§ **Tasks to perform**
**a.** Transcribe the stretch of the post about Al Mohler below from "The subsequent mythology" through "anybody say different.".
**b.** For each statement, say whether the post about Al Mohler below agrees with it, and quote the deciding words: (i) Lottie Moon ended her engagement because Crawford Toy doubted the literal truth of Genesis. (ii) Lottie Moon died in China. (iii) Tony Cartledge is an Associate Professor of New Testament.
**c.** List every person named in the post about Al Mohler below.

§ **Supplied passage**
======
Here is an advertisement for Pious Al Mohler’s radio show, in this morning’s e-mail:
On today’s program, Dr. Mohler discusses the importance of raising your children in the fear and admonition of the Lord …
From the Oxford English Dictionary’s definition of ‘admonition:’
An act of admonishing; a warning, reproof; an utterance or statement of grave counsel or censure, esp. of ecclesiastical censure.
In short, the importance of keeping your kid feeling guilty and in fear of the Invisible Wizard Who Lives in the Sky … the very thing I described as a self-perpetuating sickness. The sickness is not, as Holy Men insist, man’s innate depravity; it is the teachings and the ascetic, anti-life ideals that drive them.
Albert Mohler:
The earthquake in Haiti, like every other earthly disaster, reminds us that creation is groaning under the weight of sin and the judgment of God. This is true for every cell in our bodies, even as it is for the crust of the earth at every point in the globe.
This, y’all’ll recall, because of that unfortunate incident with the bad fruit. How badly screwed-up and sin-obsessed does a human being have to be to write a sentence like that?
The sad story of the failed engagement between missionary Lottie Moon and academic Crawford Toy is interesting only for what it reveals about the view of marriage and unthinking self-abnegation urged upon believers by fundamentalists. Moon, who ended the engagement because Toy doubted the literal truth of Genesis, was tormented by loneliness her entire life and died alone and mad in Japan. Toy married somebody else and died a highly respected scholar on the faculty of Harvard University.
The subsequent mythology has it that Moon was amongst the finest human beings who ever lived, and Toy amongst the worst, and Pious Al Mohler ain’t letting anybody say different.
Something deeply disturbing recently appeared at EthicsDaily.com, the Web site for the Baptist Center for Ethics. Tony Cartledge, Associate Professor of Old Testament at Campbell University Divinity School and former editor of the Biblical Recorder, recently contributed an article that makes the astounding claim that both Lottie Moon and Crawford H. Toy should be considered “Baptist heroes.”
The problem with Toy, we learn, is that he went around having his very own personal unauthorized thoughts.
Neither Mohler’s piece, nor those he cites, add much to what is already a well-known story, but this little controversy is well worth a read for what it reveals about the resolutely inflexible mindset that guides these characters, and which the pastors they train are taught to take to, and urge upon, their congregations.
======
§ **Source information**
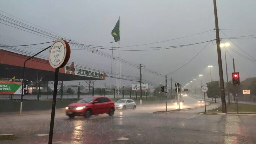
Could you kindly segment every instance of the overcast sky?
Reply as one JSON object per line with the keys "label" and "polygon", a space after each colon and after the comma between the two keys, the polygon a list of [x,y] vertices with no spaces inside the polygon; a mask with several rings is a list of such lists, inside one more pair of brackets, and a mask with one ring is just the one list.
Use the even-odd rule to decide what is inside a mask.
{"label": "overcast sky", "polygon": [[[111,31],[120,16],[120,47],[147,44],[171,40],[212,30],[200,34],[178,40],[133,47],[154,47],[184,45],[215,39],[215,28],[212,0],[1,0],[0,10],[39,26],[48,30],[69,38],[80,43],[112,46]],[[219,25],[220,29],[256,30],[256,1],[217,0]],[[11,16],[0,11],[0,14]],[[11,17],[13,18],[13,17]],[[0,20],[0,22],[1,21]],[[24,22],[24,21],[23,21]],[[51,41],[50,39],[24,32],[0,23],[0,35],[29,44]],[[229,37],[256,34],[256,31],[222,31]],[[221,32],[220,37],[225,36]],[[232,41],[252,57],[256,58],[255,39],[232,39]],[[229,40],[231,47],[239,53],[250,57]],[[0,43],[13,44],[0,38]],[[155,84],[164,83],[164,75],[187,63],[208,43],[175,49],[151,51],[121,51],[121,58],[158,74],[142,70],[143,79]],[[202,74],[203,84],[210,80],[208,65],[212,65],[213,80],[219,79],[216,41],[210,42],[195,59],[183,67],[168,76],[174,81],[184,85]],[[40,46],[45,47],[47,45]],[[118,47],[117,42],[114,47]],[[71,47],[69,62],[83,64],[84,66],[110,71],[111,59],[84,50]],[[31,50],[36,51],[37,50]],[[38,50],[37,50],[38,51]],[[99,50],[111,54],[109,50]],[[235,59],[236,70],[241,80],[256,76],[256,62],[246,60],[228,49]],[[45,54],[47,55],[47,53]],[[118,52],[114,52],[117,56]],[[222,50],[224,81],[226,81],[224,51]],[[232,59],[227,54],[229,79],[233,71]],[[116,63],[113,61],[115,73]],[[121,64],[121,73],[139,76],[137,68]],[[115,83],[112,80],[112,84]],[[197,80],[199,84],[199,80]],[[170,83],[168,81],[168,83]],[[109,78],[98,80],[95,84],[109,85]],[[122,85],[132,82],[122,81]],[[76,84],[77,82],[66,83]],[[82,84],[85,85],[84,82]]]}

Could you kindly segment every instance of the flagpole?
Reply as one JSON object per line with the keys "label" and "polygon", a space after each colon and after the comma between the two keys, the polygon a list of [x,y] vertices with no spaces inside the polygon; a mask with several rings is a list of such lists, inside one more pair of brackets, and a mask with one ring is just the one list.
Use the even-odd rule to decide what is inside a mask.
{"label": "flagpole", "polygon": [[113,63],[113,48],[114,47],[114,42],[110,42],[110,43],[112,43],[112,56],[111,57],[111,71],[110,72],[110,85],[109,86],[109,97],[110,97],[110,95],[111,95],[111,85],[112,84],[111,80],[112,78],[112,65]]}

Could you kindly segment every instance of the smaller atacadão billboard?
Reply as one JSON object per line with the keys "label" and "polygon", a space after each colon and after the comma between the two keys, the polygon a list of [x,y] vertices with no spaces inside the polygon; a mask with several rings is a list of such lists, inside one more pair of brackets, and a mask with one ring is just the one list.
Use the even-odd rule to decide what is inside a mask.
{"label": "smaller atacad\u00e3o billboard", "polygon": [[0,94],[21,94],[21,82],[0,81]]}
{"label": "smaller atacad\u00e3o billboard", "polygon": [[[139,90],[140,88],[140,84],[132,84],[132,90]],[[146,90],[148,89],[148,84],[142,83],[141,89],[142,89],[142,90]]]}

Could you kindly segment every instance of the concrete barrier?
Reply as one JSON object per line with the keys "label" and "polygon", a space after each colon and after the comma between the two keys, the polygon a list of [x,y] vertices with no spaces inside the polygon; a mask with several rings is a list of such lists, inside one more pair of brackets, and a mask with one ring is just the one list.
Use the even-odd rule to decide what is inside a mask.
{"label": "concrete barrier", "polygon": [[[77,100],[70,101],[57,100],[56,108],[64,108],[77,101]],[[22,103],[22,111],[46,110],[51,109],[52,100],[24,101]],[[20,107],[20,101],[0,101],[0,112],[19,111]]]}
======
§ **Solutions**
**a.**
The subsequent mythology has it that Moon was amongst the finest human beings who ever lived, and Toy amongst the worst, and Pious Al Mohler ain’t letting anybody say different.

**b.**
(i) Yes: "Moon, who ended the engagement because Toy doubted the literal truth of Genesis"
(ii) No: "died alone and mad in Japan"
(iii) No: "Associate Professor of Old Testament at Campbell University Divinity School"

**c.**
Al Mohler
Lottie Moon
Crawford Toy
Tony Cartledge